§ **Estratto del documento**
# # #

Quella frase ha espresso e addebitato a presunti pensieri dei figli una forma di grave, inaudito negazionismo. Da un lato le file sterminate di milioni e milioni di uomini, donne, bambini che entravano nelle camere a gas e finivano poi nei forni crematori, dall’altro come un piatto della stessa bilancia i figli di Berlusconi e il loro stato d’animo in seguito alla condanna del padre. Dovrebbe por mente a questo chi si è interrogato anche di recente su come si possa rendere giustizia alla memoria delle vittime e impedire quell’estrema, definitiva ingiustizia che è la negazione o la minimizzazione della Shoah. Si metta a prova su questo caso l’adeguatezza della misura penale di cui si parla nel paese e si dovrà discutere in Parlamento. Quale punizione spetterebbe a chi, per la sua posizione sociale, per i media che governa e i giornalisti che paga, per il numero di cittadini italiani che ancora pendono dalle sue labbra, ha messo in circolazione nel linguaggio pubblico non una semplice minimizzazione ma una vera e propria ridicolizzazione della più grande tragedia del nostro tempo? In casi come questi una amministrazione della giustizia meno torpida e priva di fantasia di quella che da noi è capace solo di misure carcerarie dovrebbe imporre forme di alfabetizzazione civile: per esempio corsi accelerati di storia contemporanea, servizio di assistenza ai visitatori della risiera di San Sabba, l’obbligo di imparare a memoria un congruo numero di pagine di «Se questo è un uomo».

# # #

§ **Uso delle informazioni**
[1] Elenca tutte le forme di alfabetizzazione civile che il brano sul negazionismo propone come esempio.
[2] Prosegui il brano sul negazionismo a partire dalla sua ultima frase.
I dati riportati di seguito non hanno alcun legame con il brano sul negazionismo.

§ **Estratti di dati**
# # #

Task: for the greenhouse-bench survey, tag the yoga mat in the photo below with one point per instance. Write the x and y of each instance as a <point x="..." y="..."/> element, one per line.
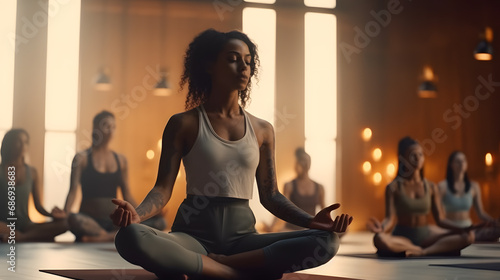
<point x="141" y="274"/>
<point x="375" y="256"/>
<point x="483" y="266"/>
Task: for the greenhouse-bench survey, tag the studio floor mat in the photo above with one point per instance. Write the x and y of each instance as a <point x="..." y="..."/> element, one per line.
<point x="483" y="266"/>
<point x="141" y="274"/>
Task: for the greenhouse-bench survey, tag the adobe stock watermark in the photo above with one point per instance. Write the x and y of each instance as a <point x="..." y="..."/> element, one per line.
<point x="30" y="28"/>
<point x="372" y="29"/>
<point x="123" y="105"/>
<point x="454" y="117"/>
<point x="223" y="6"/>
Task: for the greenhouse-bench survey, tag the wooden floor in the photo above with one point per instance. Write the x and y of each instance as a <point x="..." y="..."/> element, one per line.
<point x="355" y="259"/>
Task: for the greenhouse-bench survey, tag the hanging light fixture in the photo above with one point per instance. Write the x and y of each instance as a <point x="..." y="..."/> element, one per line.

# # #

§ **Risultati**
[1]
- Corsi accelerati di storia contemporanea
- Servizio di assistenza ai visitatori della risiera di San Sabba
- L'obbligo di imparare a memoria un congruo numero di pagine di «Se questo è un uomo»

[2]
Ma c’è un punto in cui il nodo delle responsabilità si aggroviglia, diventa un fatto di moralità pubblica e di responsabilità politica. Abbiamo sentito disquisire in questi giorni sul limite che divide privato e pubblico, sulle ragioni che dovrebbero impedire la permanenza al governo di un ministro non molto attento all’esistenza di quel limite. Ma si tratta di un fuscello rispetto alla trave che sta nell’occhio del Partito Democratico: una trave che si chiama alleanza di governo con Berlusconi e i suoi devoti.